## Record list
:::::

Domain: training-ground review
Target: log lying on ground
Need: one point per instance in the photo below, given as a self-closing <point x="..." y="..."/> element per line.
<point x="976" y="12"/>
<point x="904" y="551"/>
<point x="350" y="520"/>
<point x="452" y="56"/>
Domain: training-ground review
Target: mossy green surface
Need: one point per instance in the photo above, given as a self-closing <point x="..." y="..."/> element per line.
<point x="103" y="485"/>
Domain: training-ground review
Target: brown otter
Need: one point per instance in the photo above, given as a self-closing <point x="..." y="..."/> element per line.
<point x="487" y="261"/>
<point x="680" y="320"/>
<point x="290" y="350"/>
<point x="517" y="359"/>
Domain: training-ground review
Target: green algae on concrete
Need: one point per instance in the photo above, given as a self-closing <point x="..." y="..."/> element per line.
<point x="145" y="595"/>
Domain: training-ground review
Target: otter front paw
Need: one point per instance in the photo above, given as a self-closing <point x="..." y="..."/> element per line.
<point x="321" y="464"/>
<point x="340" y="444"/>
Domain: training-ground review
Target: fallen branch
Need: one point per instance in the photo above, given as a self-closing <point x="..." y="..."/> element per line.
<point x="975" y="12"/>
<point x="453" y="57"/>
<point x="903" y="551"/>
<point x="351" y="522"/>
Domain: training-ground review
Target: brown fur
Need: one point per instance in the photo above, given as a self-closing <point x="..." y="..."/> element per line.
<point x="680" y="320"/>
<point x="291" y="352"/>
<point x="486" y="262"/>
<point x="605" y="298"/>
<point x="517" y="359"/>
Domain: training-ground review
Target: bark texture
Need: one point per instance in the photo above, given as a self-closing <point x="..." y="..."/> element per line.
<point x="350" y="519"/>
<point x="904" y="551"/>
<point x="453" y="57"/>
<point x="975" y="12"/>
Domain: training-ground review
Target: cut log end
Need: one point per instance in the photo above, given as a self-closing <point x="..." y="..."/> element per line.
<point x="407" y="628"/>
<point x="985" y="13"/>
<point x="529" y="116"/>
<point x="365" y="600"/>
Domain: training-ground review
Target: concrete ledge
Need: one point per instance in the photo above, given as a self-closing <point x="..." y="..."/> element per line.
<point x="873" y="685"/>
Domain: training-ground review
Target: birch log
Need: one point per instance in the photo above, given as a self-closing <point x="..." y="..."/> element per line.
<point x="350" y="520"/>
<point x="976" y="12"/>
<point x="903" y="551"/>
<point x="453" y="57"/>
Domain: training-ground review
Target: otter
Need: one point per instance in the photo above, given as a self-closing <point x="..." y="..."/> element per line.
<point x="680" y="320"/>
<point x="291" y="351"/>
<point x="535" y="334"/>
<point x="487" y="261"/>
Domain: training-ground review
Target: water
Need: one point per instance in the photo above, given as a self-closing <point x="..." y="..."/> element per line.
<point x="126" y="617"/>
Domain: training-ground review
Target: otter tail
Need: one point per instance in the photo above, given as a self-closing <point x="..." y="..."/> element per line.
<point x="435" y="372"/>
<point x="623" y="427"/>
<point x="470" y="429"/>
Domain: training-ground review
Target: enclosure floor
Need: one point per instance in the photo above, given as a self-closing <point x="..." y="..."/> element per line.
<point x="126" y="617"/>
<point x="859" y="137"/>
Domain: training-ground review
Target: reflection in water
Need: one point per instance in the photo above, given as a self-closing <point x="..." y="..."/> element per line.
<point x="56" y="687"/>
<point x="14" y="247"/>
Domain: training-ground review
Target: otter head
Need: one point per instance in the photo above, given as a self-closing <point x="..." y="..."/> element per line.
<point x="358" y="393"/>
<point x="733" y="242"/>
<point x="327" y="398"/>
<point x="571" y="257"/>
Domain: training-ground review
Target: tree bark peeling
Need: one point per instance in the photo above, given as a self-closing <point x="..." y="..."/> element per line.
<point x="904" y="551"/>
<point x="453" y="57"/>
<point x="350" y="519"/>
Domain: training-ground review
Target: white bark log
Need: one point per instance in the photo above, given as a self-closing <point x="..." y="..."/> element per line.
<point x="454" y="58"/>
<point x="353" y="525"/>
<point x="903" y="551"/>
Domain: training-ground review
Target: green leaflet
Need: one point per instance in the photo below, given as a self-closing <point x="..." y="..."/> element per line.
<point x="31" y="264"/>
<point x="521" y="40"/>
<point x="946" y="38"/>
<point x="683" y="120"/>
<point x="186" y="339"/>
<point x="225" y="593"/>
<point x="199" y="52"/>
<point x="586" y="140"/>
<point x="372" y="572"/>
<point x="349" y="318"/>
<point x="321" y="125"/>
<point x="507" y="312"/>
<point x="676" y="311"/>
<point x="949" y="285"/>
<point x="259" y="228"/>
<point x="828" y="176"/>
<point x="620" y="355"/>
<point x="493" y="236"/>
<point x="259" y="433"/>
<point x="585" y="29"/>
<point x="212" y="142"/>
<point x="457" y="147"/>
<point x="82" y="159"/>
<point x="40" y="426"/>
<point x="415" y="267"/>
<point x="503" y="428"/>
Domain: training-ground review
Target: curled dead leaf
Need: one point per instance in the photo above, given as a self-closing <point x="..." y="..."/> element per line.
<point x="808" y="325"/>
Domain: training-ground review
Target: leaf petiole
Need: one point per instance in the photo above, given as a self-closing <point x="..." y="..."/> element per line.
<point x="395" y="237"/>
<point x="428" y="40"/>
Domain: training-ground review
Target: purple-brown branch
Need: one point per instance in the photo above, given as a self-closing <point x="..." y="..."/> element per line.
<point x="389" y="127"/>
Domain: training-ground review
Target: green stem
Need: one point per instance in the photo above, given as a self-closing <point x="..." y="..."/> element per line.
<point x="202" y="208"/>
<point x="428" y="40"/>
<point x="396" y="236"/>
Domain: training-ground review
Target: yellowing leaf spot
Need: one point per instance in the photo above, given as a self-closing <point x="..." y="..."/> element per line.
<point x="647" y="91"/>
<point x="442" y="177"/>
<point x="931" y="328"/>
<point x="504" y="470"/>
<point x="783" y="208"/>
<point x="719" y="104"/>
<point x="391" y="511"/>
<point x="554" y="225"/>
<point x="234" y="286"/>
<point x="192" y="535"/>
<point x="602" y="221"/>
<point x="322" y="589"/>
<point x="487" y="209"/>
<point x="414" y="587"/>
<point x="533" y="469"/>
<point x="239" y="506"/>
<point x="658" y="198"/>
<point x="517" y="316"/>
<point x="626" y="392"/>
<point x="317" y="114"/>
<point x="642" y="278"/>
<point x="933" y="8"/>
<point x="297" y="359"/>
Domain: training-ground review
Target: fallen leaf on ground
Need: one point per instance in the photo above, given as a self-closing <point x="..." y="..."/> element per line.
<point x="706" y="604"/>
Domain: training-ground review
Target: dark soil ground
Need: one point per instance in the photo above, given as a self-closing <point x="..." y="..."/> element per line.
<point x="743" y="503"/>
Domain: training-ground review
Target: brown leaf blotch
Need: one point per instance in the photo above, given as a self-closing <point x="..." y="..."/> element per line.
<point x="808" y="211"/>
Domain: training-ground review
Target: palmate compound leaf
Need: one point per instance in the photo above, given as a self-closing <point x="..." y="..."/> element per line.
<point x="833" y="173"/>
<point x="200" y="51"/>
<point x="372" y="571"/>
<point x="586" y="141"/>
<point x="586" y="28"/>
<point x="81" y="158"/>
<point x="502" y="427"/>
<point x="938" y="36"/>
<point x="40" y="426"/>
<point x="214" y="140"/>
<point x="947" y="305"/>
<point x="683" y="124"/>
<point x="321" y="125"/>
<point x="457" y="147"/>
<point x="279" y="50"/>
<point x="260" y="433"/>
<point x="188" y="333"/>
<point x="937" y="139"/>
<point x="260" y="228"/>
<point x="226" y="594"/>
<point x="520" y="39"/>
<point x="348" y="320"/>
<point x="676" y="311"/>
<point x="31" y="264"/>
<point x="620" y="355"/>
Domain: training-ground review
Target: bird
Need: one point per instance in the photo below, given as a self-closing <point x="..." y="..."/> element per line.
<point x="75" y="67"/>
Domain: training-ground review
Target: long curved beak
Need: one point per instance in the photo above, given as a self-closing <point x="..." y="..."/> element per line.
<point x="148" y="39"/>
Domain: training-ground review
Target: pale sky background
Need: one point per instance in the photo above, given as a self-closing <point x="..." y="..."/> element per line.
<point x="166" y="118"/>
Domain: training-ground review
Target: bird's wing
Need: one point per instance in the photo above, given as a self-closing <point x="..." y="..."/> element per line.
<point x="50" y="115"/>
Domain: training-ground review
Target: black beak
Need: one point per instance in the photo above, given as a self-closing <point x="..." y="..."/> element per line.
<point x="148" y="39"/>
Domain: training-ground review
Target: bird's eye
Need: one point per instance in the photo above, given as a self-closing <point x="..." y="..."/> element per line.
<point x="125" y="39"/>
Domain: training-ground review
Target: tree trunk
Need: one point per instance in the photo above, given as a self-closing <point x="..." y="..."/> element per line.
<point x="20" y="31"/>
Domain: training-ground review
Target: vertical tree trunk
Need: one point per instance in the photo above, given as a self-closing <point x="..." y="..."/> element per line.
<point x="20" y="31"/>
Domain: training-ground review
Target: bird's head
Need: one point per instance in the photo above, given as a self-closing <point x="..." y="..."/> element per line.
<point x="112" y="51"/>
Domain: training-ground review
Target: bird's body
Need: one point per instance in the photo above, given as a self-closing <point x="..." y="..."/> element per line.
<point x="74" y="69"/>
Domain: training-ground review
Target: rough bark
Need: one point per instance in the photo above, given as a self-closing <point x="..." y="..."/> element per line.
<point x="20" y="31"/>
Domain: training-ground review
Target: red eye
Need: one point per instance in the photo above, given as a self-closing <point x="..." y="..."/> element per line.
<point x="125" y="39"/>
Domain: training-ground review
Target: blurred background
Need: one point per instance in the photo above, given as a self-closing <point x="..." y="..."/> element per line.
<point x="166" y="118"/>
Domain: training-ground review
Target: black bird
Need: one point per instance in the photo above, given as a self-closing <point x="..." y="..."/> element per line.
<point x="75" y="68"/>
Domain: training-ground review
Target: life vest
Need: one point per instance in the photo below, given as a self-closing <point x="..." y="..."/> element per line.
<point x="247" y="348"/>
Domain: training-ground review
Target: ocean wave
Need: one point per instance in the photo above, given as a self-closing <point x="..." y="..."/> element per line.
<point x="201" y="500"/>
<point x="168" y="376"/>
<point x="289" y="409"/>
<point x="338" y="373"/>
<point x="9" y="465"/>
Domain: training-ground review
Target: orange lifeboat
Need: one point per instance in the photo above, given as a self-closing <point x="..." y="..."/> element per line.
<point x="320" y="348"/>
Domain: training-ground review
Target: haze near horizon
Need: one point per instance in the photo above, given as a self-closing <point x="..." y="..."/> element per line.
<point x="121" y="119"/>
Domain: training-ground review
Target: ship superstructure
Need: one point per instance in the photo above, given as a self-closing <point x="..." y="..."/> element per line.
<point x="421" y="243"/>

:::::

## Exercise instructions
Gather each line from the listing above that contains the word "branch", and copy those lines in full.

## Solution below
Target: fallen branch
Target: purple-brown branch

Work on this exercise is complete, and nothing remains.